EXERCISE: Each entry, from beginning to end, is to be transcribed verbatim.

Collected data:
● ● ●

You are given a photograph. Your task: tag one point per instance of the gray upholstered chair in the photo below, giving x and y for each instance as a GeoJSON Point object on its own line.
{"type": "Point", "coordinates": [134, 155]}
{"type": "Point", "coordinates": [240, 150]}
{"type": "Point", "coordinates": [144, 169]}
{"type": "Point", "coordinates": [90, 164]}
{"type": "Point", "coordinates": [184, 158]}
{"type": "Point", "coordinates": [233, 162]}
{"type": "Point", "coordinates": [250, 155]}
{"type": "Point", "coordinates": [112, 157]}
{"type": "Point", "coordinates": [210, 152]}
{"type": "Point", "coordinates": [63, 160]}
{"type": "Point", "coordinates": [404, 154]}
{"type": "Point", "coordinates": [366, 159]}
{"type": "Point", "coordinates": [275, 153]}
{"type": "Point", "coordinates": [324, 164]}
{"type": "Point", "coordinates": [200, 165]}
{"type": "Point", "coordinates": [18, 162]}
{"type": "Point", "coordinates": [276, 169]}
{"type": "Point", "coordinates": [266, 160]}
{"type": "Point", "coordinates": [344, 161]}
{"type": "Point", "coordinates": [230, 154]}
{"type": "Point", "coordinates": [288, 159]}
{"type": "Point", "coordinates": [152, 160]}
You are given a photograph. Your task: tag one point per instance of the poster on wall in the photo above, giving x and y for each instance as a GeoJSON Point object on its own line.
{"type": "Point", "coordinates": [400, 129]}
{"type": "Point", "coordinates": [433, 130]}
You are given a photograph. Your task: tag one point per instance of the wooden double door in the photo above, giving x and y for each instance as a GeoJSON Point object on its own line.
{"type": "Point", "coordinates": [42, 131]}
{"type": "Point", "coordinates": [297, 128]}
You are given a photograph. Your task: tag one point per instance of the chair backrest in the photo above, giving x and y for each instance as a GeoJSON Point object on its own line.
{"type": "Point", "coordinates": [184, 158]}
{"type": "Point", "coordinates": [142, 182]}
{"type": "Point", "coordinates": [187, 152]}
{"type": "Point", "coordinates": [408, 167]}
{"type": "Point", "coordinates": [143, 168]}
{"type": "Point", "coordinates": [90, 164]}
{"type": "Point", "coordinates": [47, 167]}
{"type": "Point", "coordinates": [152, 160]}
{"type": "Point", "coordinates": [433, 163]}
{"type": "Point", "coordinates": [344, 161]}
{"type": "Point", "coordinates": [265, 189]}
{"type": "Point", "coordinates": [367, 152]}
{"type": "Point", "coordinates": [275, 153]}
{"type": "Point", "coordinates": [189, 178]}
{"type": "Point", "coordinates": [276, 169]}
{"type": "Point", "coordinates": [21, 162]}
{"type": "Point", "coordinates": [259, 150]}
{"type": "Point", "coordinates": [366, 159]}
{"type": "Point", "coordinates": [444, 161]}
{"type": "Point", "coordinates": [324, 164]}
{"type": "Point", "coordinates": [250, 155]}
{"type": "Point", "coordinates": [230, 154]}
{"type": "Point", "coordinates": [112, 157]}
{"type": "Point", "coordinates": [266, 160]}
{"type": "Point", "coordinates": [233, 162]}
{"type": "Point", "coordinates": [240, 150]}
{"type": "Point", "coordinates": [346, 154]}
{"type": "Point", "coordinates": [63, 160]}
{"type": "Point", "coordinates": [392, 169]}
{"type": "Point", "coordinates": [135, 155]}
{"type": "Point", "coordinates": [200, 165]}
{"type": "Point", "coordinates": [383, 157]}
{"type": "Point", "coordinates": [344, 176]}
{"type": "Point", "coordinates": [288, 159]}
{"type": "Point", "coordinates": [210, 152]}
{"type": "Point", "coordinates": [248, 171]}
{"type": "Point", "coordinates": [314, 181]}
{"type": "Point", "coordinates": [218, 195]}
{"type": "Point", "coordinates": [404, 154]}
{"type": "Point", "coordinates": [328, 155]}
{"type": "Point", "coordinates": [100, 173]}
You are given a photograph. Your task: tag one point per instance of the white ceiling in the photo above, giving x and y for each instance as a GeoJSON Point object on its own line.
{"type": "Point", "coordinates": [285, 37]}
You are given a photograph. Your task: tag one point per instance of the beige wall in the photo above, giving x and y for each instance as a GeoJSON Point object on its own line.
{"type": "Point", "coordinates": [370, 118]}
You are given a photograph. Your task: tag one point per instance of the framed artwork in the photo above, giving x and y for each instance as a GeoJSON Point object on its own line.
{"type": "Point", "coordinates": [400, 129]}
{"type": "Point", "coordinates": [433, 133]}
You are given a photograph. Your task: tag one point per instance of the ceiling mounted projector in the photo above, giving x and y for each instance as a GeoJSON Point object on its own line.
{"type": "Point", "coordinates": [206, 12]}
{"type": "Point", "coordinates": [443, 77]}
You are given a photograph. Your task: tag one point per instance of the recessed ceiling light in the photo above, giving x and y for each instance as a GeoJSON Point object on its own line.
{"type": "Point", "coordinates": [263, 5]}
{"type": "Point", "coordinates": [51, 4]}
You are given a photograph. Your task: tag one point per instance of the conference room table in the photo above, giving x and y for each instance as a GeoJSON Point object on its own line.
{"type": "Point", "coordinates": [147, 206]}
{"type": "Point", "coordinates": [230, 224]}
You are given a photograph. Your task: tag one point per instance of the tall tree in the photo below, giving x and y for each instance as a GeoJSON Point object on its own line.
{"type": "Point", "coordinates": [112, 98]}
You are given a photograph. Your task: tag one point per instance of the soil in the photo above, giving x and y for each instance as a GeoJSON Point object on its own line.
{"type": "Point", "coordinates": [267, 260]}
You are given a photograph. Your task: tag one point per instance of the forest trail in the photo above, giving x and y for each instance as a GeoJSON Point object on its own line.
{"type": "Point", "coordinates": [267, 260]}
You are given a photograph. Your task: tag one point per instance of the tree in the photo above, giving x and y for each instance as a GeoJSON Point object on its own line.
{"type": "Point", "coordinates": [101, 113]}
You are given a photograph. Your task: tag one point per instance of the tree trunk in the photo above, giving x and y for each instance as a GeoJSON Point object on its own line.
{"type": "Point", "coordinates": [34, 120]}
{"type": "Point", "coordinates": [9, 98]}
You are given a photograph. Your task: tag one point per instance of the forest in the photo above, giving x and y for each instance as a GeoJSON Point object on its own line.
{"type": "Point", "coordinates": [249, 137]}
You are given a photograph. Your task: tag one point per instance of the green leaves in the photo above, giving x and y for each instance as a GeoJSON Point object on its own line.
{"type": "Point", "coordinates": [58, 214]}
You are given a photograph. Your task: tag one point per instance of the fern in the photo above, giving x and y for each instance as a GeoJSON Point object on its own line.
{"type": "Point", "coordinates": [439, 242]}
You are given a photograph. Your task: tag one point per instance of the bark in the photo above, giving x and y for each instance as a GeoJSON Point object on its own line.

● ● ●

RESULT OF THE TASK:
You are given a photograph. Your task: tag one point per instance of the gray upholstered chair in the photo below, giving x and y for each instance as a GeoJSON Point object on its own line.
{"type": "Point", "coordinates": [134, 155]}
{"type": "Point", "coordinates": [240, 150]}
{"type": "Point", "coordinates": [144, 169]}
{"type": "Point", "coordinates": [90, 164]}
{"type": "Point", "coordinates": [184, 158]}
{"type": "Point", "coordinates": [233, 162]}
{"type": "Point", "coordinates": [250, 155]}
{"type": "Point", "coordinates": [112, 157]}
{"type": "Point", "coordinates": [210, 152]}
{"type": "Point", "coordinates": [63, 160]}
{"type": "Point", "coordinates": [404, 154]}
{"type": "Point", "coordinates": [366, 159]}
{"type": "Point", "coordinates": [275, 153]}
{"type": "Point", "coordinates": [324, 164]}
{"type": "Point", "coordinates": [200, 165]}
{"type": "Point", "coordinates": [18, 162]}
{"type": "Point", "coordinates": [276, 169]}
{"type": "Point", "coordinates": [266, 160]}
{"type": "Point", "coordinates": [344, 161]}
{"type": "Point", "coordinates": [230, 154]}
{"type": "Point", "coordinates": [288, 159]}
{"type": "Point", "coordinates": [152, 160]}
You are given a photograph. Your task: tag one point per instance of the poster on wall in the photo above, giving x and y for each instance as a GeoJSON Point object on its own line.
{"type": "Point", "coordinates": [400, 129]}
{"type": "Point", "coordinates": [433, 130]}
You are given a photograph. Your task: tag one point per instance of the wooden double door in the photo above, giving x and y for each instance as a GeoJSON Point object on its own line.
{"type": "Point", "coordinates": [42, 131]}
{"type": "Point", "coordinates": [297, 128]}
You are given a photograph. Your task: tag one point per instance of the chair backrest in the photo above, giving x and y for each instance as a GeoJSON Point object on its own line.
{"type": "Point", "coordinates": [184, 158]}
{"type": "Point", "coordinates": [142, 182]}
{"type": "Point", "coordinates": [187, 152]}
{"type": "Point", "coordinates": [408, 167]}
{"type": "Point", "coordinates": [143, 168]}
{"type": "Point", "coordinates": [90, 164]}
{"type": "Point", "coordinates": [47, 167]}
{"type": "Point", "coordinates": [152, 160]}
{"type": "Point", "coordinates": [433, 163]}
{"type": "Point", "coordinates": [344, 161]}
{"type": "Point", "coordinates": [265, 189]}
{"type": "Point", "coordinates": [367, 152]}
{"type": "Point", "coordinates": [275, 153]}
{"type": "Point", "coordinates": [189, 178]}
{"type": "Point", "coordinates": [276, 169]}
{"type": "Point", "coordinates": [21, 162]}
{"type": "Point", "coordinates": [259, 150]}
{"type": "Point", "coordinates": [366, 159]}
{"type": "Point", "coordinates": [444, 161]}
{"type": "Point", "coordinates": [324, 164]}
{"type": "Point", "coordinates": [250, 155]}
{"type": "Point", "coordinates": [230, 154]}
{"type": "Point", "coordinates": [112, 157]}
{"type": "Point", "coordinates": [266, 160]}
{"type": "Point", "coordinates": [233, 162]}
{"type": "Point", "coordinates": [240, 150]}
{"type": "Point", "coordinates": [346, 154]}
{"type": "Point", "coordinates": [63, 160]}
{"type": "Point", "coordinates": [392, 169]}
{"type": "Point", "coordinates": [135, 155]}
{"type": "Point", "coordinates": [200, 165]}
{"type": "Point", "coordinates": [383, 157]}
{"type": "Point", "coordinates": [344, 176]}
{"type": "Point", "coordinates": [288, 159]}
{"type": "Point", "coordinates": [210, 152]}
{"type": "Point", "coordinates": [248, 171]}
{"type": "Point", "coordinates": [314, 181]}
{"type": "Point", "coordinates": [218, 195]}
{"type": "Point", "coordinates": [404, 154]}
{"type": "Point", "coordinates": [328, 155]}
{"type": "Point", "coordinates": [100, 173]}
You are given a photograph. Your task: tag one point per instance of the white ceiling in the photo above, giving x and y for each instance as a GeoJSON Point object on its own line.
{"type": "Point", "coordinates": [285, 37]}
You are given a photograph. Your task: tag one point per instance of the beige wall in the photo above, giving x and y for each instance as a GeoJSON Point object on its own line.
{"type": "Point", "coordinates": [370, 118]}
You are given a photograph. Your task: tag one point per instance of the framed artwork in the photo above, giving x and y for each instance as a GeoJSON Point object on its own line.
{"type": "Point", "coordinates": [400, 129]}
{"type": "Point", "coordinates": [433, 133]}
You are given a photograph. Your task: tag one point per instance of the ceiling mounted projector in the photo above, giving x and y for each instance as a GeoJSON Point object on its own line.
{"type": "Point", "coordinates": [206, 12]}
{"type": "Point", "coordinates": [443, 77]}
You are given a photograph. Your task: tag one point per instance of the recessed ceiling light in the photo above, giving x and y for each instance as a GeoJSON Point object on its own line.
{"type": "Point", "coordinates": [263, 5]}
{"type": "Point", "coordinates": [51, 4]}
You are given a photograph. Your task: tag one point per instance of the conference room table in the photo above, giving x and y for each instance as a GeoJSON Point object on its own line.
{"type": "Point", "coordinates": [147, 206]}
{"type": "Point", "coordinates": [230, 224]}
You are given a photograph. Your task: tag one point per instance of the tall tree in the photo below, giving x and y for each instance as a GeoJSON Point object on its own line.
{"type": "Point", "coordinates": [112, 98]}
You are given a photograph. Your task: tag one point per instance of the soil in the photo above, giving x and y for each instance as a GeoJSON Point object on its own line.
{"type": "Point", "coordinates": [267, 260]}
You are given a photograph. Your task: tag one point per instance of the forest trail in the photo above, giving x and y for each instance as a GeoJSON Point object on its own line.
{"type": "Point", "coordinates": [267, 260]}
You are given a photograph. Your task: tag one point per instance of the tree in the photo above, giving x and y for each instance as a GeoJSON Point object on its own line.
{"type": "Point", "coordinates": [101, 113]}
You are given a photograph. Your task: tag one point per instance of the tree trunk in the photo above, giving x and y for each instance as a GeoJSON Point object on its own line.
{"type": "Point", "coordinates": [34, 120]}
{"type": "Point", "coordinates": [9, 98]}
You are given a photograph. Your task: tag one point per instance of the forest in the photo above, giving x and y for each instance as a GeoJSON Point object on its own line.
{"type": "Point", "coordinates": [249, 137]}
You are given a photograph. Your task: tag one point per instance of the green leaves in the photo above, giving x and y for each instance as a GeoJSON Point object on its own line.
{"type": "Point", "coordinates": [58, 214]}
You are given a photograph. Your task: tag one point per instance of the fern in the photo above, giving x and y for each instance as a GeoJSON Point object on its own line.
{"type": "Point", "coordinates": [439, 242]}
You are given a photograph. Your task: tag one point per instance of the bark in the photo above, giving x and y for each instance as a GeoJSON Point object on its own line.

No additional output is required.